— Work item —
A verbatim copy of the lines starting at the one with "of the road" and ending at the last line below is required; include nothing else.

— Data for this exercise —
*** Begin section ***

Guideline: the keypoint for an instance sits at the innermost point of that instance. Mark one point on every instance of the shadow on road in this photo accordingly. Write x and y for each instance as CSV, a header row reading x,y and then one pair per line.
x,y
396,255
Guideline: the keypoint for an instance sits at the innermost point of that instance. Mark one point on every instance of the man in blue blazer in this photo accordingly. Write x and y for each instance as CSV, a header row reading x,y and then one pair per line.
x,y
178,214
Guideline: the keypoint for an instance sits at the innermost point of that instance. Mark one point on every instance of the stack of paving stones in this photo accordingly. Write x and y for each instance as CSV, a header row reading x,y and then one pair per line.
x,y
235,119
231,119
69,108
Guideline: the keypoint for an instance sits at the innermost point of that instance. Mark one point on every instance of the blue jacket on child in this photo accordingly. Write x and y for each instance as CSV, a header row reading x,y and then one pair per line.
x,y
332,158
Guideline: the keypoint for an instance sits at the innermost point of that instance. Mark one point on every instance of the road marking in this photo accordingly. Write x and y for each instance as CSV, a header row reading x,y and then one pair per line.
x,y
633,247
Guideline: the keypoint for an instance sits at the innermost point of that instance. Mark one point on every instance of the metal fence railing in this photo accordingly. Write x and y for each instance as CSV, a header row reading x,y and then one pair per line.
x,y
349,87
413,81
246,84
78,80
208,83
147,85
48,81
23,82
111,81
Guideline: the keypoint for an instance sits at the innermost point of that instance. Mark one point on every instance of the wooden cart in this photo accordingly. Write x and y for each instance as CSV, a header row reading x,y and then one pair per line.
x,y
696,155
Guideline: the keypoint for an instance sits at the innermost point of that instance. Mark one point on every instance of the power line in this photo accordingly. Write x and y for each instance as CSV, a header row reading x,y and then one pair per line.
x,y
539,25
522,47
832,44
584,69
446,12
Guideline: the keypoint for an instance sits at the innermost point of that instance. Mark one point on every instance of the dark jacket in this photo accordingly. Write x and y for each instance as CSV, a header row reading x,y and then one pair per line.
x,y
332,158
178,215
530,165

*** End section ***

— Response area —
Guideline: the keypoint for an instance sits at the innermost point of that instance. Mark one point on every instance of the road marking in this photo accordingly. Write x and y for each instance as CSV, a header row reading x,y and then one pair per line.
x,y
633,247
Guideline: the keypoint for an instance sits at the innermost point of that instance. Mark one point on every instance of the metal fence railing in this photo accordingly. Write x and y for each instance as CSV, a header row reading x,y and then one pair per line.
x,y
349,87
413,81
246,84
78,80
208,83
147,85
48,81
23,82
111,81
Guideline: the keypoint for an instance sits at the innermost point of that instance. Mark one point on every instance of the wooden cart in this photo accordingly. Write x and y for each instance as CSV, a header row reading x,y and then one pair per line.
x,y
696,155
Guideline: the keypoint for an instance sits at the innermost point of that instance. Mark one point on every instance of the power line in this photo accordingly. Write x and y for each instance as CSV, a header row reading x,y and then one pair per line.
x,y
539,25
522,47
832,44
584,69
446,12
Guideline: the keypoint for an instance sits at the innermost point of that instance. Mark one point on every instance of the dark jacket in this photo accordingly. Write x and y for each instance as CSV, a header row reading x,y and then one pair per line.
x,y
332,158
178,215
530,165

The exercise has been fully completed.